(Object point labels)
-=-=-=-=-
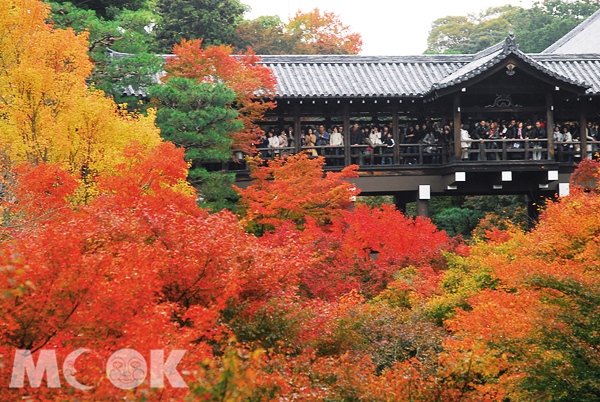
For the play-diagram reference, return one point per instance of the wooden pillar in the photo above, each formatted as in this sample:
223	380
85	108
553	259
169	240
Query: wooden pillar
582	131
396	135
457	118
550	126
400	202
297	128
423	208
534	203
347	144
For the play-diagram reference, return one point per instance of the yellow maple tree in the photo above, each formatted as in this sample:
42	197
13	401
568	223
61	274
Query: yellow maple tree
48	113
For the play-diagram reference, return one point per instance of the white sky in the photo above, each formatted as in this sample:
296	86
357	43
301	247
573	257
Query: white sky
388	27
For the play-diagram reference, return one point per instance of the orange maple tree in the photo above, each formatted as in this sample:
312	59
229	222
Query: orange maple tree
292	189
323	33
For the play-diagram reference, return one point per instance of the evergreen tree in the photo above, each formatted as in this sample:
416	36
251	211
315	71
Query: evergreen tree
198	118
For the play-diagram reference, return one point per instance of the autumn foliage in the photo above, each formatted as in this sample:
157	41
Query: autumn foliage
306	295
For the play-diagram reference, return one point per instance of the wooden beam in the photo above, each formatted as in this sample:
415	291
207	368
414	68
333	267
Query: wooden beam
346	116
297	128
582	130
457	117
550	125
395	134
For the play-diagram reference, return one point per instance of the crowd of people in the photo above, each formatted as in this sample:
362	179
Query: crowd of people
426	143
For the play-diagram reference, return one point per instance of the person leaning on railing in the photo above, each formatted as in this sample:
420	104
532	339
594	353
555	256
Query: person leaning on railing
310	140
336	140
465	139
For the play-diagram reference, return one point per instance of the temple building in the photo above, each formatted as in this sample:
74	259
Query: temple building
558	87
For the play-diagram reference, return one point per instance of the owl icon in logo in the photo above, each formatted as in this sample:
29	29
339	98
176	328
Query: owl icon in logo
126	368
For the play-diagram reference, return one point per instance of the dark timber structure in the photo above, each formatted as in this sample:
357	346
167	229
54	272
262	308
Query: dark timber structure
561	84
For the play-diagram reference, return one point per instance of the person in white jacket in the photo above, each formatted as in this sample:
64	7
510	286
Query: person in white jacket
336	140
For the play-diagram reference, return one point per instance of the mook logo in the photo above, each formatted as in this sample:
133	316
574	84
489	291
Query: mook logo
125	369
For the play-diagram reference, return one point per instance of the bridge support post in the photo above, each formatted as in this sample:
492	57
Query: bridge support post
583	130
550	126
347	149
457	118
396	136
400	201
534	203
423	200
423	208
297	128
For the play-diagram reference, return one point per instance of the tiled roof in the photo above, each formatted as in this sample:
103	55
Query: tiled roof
-=-=-=-=-
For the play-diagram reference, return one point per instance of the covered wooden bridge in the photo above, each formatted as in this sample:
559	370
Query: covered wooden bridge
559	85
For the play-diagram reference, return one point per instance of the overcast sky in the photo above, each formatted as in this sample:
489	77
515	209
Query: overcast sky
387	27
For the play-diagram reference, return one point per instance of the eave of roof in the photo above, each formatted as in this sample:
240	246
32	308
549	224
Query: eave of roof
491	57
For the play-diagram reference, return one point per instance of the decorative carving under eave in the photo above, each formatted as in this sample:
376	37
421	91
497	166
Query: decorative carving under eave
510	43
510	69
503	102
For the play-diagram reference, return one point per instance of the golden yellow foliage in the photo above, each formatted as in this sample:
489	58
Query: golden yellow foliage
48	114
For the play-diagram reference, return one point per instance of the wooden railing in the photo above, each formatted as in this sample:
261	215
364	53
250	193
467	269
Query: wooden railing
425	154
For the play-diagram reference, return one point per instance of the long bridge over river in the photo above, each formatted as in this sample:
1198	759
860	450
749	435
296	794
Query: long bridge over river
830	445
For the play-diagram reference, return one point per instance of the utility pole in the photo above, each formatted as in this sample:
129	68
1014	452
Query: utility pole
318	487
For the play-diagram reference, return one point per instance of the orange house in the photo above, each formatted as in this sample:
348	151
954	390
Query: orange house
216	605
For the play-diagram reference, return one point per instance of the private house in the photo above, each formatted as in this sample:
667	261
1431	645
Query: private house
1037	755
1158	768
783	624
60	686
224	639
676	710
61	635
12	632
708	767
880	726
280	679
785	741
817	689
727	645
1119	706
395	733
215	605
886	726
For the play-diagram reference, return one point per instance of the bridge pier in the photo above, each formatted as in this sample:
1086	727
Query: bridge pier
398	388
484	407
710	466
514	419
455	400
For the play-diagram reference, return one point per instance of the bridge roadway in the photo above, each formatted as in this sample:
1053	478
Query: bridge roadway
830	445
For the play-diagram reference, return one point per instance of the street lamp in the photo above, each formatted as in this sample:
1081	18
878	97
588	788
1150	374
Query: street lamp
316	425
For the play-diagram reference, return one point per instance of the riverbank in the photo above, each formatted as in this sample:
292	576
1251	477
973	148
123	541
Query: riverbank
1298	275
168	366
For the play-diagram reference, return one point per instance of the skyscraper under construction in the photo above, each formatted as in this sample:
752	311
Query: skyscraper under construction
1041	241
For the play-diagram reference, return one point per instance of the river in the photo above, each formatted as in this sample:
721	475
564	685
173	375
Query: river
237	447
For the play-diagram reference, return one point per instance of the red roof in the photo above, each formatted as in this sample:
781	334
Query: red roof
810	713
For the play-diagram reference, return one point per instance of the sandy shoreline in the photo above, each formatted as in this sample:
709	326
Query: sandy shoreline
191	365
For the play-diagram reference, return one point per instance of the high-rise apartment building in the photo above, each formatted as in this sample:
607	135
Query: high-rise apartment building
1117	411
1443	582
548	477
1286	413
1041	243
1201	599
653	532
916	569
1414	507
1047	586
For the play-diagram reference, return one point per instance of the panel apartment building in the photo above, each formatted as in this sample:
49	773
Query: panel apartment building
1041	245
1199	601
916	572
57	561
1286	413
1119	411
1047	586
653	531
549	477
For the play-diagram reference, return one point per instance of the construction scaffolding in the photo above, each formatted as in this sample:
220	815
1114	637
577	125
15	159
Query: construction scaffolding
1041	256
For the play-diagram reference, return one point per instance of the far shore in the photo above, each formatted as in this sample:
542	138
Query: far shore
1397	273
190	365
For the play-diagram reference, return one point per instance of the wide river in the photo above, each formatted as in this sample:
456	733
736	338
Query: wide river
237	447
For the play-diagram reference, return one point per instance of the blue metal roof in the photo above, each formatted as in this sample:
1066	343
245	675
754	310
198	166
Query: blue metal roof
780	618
-=-=-=-=-
Please pick out each line of the items above that contains the string "mook" and copy it in full. Case counts when matching.

For the play-diagram reference, return one point per instance of the mook logo in the photo above, each formatted as in this sample:
Query: mook logo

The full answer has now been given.